Among the records that follow, set down only the lines from the one containing "x=323, y=323" to the one containing "x=323, y=342", both included, exactly.

-- INPUT FOR THIS TASK --
--------------------------------------------------

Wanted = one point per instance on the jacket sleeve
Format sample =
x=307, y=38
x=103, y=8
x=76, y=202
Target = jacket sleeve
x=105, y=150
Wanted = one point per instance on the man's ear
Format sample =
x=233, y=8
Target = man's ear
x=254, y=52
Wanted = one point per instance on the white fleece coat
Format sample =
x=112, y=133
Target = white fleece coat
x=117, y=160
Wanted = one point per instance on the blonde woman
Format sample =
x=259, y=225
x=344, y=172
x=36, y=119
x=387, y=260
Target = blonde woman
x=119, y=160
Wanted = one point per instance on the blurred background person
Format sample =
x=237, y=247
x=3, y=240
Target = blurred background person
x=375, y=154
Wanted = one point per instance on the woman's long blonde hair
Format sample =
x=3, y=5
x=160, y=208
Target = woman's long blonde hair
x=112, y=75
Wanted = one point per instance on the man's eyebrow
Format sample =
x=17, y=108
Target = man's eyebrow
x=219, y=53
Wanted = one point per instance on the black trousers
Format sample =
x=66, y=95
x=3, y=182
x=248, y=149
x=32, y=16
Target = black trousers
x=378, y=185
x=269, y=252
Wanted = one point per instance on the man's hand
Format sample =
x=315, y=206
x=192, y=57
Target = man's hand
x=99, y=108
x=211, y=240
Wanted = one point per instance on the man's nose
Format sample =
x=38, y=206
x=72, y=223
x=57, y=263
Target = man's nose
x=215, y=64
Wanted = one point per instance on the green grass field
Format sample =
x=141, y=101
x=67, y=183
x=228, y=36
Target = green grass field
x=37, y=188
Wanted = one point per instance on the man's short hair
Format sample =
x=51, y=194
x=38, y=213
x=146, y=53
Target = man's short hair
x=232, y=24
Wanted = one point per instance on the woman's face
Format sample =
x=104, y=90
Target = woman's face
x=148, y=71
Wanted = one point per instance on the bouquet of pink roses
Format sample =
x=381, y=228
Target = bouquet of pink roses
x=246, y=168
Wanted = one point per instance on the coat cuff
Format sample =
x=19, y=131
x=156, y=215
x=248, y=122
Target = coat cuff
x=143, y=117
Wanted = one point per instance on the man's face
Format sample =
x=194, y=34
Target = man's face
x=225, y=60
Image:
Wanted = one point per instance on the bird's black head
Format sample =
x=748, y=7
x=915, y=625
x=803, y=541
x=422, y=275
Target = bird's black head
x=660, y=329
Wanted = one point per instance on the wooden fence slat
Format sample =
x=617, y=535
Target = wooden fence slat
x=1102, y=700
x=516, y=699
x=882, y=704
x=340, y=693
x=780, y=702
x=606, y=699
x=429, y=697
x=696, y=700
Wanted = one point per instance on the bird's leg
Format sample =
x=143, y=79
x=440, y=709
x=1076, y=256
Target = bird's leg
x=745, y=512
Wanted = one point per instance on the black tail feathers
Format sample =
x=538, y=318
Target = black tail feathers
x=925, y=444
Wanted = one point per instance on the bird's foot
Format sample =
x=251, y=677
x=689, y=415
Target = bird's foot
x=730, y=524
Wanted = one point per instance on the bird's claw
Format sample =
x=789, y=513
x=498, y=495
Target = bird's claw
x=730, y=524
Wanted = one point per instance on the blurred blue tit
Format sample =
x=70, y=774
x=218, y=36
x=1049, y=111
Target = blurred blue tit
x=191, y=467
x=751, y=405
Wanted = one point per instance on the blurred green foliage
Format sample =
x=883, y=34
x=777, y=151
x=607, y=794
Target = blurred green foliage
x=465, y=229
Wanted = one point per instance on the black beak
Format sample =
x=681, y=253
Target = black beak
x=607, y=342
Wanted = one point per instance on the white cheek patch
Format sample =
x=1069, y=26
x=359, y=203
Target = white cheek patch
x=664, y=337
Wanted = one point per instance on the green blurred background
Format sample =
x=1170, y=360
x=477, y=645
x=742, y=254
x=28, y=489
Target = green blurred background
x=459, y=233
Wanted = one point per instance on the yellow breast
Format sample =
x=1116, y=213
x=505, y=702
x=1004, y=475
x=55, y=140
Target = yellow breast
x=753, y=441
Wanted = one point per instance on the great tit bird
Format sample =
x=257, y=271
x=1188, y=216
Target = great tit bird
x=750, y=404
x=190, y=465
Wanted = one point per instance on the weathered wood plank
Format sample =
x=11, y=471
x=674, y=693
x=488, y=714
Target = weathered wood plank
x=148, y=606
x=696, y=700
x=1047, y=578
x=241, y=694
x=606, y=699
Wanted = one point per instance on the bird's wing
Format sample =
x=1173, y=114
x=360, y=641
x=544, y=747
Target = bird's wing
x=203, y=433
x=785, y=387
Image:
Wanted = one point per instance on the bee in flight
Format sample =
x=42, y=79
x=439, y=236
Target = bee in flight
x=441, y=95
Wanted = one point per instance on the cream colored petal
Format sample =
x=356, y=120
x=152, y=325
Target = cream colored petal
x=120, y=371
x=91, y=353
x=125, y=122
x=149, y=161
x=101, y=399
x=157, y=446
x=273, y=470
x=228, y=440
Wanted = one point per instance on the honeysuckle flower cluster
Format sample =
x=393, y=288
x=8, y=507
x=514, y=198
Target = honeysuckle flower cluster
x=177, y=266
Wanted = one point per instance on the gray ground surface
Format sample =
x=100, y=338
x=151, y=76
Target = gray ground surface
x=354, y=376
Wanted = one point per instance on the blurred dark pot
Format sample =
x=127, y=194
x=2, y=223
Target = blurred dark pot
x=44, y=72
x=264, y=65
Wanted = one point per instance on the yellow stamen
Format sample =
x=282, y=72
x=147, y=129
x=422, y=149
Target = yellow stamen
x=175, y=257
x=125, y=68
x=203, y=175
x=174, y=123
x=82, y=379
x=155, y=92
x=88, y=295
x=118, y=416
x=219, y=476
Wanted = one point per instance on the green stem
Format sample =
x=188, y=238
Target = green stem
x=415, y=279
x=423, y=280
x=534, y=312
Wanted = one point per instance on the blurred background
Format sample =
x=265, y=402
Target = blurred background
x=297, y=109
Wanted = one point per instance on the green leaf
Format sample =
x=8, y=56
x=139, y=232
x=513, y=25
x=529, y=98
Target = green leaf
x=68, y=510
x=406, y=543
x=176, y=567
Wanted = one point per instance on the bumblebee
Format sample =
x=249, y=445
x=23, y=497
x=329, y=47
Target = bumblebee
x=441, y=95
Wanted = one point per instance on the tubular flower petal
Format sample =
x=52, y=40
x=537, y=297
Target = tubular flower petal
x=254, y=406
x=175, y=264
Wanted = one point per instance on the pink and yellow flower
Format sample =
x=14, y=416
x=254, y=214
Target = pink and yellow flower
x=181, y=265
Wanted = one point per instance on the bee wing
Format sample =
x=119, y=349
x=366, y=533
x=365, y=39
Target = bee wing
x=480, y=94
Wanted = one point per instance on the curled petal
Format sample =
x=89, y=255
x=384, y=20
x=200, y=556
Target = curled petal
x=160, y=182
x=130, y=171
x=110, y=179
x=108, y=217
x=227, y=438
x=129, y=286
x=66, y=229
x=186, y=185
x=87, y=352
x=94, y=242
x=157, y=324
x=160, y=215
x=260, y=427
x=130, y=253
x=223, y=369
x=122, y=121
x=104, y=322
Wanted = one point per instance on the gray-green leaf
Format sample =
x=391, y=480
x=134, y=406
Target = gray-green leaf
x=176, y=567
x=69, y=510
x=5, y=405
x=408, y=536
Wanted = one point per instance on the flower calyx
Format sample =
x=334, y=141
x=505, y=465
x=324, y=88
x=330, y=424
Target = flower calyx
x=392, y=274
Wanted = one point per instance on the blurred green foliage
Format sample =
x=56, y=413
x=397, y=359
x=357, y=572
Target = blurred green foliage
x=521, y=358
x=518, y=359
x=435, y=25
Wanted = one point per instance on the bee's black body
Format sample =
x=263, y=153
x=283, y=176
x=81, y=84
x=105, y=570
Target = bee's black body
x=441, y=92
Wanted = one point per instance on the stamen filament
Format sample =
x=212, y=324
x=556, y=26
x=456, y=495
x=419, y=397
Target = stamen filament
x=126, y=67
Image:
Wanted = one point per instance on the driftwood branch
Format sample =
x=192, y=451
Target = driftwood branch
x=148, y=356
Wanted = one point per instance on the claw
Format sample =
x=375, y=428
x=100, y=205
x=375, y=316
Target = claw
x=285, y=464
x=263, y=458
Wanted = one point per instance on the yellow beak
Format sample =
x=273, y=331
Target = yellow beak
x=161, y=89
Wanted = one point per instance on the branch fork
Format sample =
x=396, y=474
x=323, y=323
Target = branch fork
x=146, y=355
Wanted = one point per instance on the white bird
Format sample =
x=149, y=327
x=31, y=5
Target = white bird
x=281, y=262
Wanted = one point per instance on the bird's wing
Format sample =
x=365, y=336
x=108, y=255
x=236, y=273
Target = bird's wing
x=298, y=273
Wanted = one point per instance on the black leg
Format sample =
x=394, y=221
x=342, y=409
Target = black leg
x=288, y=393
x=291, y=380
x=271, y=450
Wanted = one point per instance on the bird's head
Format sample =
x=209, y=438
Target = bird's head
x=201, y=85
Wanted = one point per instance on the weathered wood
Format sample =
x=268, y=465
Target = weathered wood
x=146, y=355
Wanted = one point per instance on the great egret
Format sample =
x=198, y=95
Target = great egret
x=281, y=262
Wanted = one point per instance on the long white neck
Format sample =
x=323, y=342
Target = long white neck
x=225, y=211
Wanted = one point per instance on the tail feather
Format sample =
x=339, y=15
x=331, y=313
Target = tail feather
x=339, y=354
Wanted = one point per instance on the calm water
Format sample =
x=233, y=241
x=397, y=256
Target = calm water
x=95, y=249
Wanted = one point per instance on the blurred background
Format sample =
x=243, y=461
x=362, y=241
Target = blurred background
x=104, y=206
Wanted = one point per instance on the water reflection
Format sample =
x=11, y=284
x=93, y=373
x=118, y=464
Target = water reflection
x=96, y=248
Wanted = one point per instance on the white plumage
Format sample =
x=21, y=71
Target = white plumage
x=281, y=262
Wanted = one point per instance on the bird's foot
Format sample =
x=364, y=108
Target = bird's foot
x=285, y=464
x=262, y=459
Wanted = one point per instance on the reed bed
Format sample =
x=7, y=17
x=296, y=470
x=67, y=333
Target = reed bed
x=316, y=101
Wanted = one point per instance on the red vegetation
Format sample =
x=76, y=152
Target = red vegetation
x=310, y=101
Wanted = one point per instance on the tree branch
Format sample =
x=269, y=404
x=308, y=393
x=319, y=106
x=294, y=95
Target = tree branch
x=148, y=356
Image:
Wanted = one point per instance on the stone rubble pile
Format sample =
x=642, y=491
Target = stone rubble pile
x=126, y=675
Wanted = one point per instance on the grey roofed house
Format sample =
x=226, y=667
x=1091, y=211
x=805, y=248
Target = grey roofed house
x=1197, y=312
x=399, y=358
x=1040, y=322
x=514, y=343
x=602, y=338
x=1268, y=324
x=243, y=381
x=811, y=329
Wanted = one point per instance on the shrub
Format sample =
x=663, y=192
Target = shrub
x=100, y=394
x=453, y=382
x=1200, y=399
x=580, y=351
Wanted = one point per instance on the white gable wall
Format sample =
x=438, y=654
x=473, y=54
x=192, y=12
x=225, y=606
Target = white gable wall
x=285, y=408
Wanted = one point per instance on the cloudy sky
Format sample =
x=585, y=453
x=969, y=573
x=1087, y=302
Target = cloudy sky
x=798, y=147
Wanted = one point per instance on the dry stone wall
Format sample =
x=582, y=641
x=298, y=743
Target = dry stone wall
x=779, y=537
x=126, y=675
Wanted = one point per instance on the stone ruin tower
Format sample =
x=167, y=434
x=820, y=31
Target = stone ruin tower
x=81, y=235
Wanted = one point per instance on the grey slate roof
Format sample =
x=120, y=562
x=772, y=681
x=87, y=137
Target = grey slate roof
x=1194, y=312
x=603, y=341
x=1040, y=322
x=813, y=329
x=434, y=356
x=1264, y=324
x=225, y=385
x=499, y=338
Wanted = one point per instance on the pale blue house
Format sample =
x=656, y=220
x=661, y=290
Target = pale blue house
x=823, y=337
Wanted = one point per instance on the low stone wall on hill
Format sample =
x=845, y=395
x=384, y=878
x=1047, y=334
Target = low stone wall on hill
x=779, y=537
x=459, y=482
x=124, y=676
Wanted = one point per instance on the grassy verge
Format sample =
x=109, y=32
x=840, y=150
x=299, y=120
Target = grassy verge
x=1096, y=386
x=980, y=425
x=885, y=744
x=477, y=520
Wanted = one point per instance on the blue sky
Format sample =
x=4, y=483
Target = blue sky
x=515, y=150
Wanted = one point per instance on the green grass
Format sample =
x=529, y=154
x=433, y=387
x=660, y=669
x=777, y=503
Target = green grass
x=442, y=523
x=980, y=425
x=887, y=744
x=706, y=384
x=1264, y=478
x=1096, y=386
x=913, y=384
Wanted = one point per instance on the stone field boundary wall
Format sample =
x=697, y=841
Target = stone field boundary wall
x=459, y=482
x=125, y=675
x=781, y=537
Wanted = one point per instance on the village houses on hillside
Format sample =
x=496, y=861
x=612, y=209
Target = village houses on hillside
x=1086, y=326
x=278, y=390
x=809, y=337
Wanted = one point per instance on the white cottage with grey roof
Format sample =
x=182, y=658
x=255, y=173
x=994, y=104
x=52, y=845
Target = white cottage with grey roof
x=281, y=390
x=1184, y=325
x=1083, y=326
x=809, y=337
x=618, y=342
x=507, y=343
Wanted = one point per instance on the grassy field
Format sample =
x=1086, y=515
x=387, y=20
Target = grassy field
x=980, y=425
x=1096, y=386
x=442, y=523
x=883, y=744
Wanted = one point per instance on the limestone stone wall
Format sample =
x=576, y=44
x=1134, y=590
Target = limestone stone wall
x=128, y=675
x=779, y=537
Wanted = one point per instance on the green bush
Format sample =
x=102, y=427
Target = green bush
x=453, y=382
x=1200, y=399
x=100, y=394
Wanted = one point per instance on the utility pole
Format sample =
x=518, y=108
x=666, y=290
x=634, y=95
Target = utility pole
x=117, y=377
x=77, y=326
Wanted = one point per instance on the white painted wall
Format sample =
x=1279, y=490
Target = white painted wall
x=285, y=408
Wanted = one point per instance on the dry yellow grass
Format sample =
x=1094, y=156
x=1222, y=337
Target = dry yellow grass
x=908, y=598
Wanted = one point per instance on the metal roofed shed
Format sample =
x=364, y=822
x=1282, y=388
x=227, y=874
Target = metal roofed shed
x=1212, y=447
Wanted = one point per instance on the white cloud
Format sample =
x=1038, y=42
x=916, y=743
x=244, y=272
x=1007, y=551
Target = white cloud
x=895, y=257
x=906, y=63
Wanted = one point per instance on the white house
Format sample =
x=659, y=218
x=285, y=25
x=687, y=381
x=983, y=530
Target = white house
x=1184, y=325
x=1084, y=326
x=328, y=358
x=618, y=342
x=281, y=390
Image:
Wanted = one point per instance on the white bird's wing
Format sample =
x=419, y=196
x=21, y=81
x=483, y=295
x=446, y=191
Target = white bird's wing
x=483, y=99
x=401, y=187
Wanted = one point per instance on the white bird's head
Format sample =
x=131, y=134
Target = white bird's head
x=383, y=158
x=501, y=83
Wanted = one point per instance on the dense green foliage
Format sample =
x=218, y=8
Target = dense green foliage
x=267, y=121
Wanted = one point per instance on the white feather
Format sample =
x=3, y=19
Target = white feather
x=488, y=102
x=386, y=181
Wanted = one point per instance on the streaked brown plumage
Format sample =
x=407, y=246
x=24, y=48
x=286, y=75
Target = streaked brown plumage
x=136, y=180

--------------------------------------------------

-- YOUR SOLUTION --
x=323, y=323
Target = branch fork
x=146, y=355
Wanted = one point per instance on the white bird
Format sample =
x=149, y=327
x=31, y=5
Target = white bird
x=281, y=262
Wanted = one point per instance on the bird's wing
Format sample =
x=365, y=336
x=108, y=255
x=236, y=273
Target = bird's wing
x=298, y=273
Wanted = one point per instance on the black leg
Format sample =
x=394, y=221
x=342, y=409
Target = black leg
x=288, y=393
x=291, y=380
x=271, y=450
Wanted = one point per instance on the bird's head
Format sample =
x=209, y=438
Target = bird's head
x=201, y=85
Wanted = one point per instance on the weathered wood
Format sample =
x=268, y=465
Target = weathered wood
x=146, y=355
Wanted = one point per instance on the great egret
Format sample =
x=198, y=95
Target = great egret
x=281, y=262
Wanted = one point per instance on the long white neck
Format sample =
x=323, y=342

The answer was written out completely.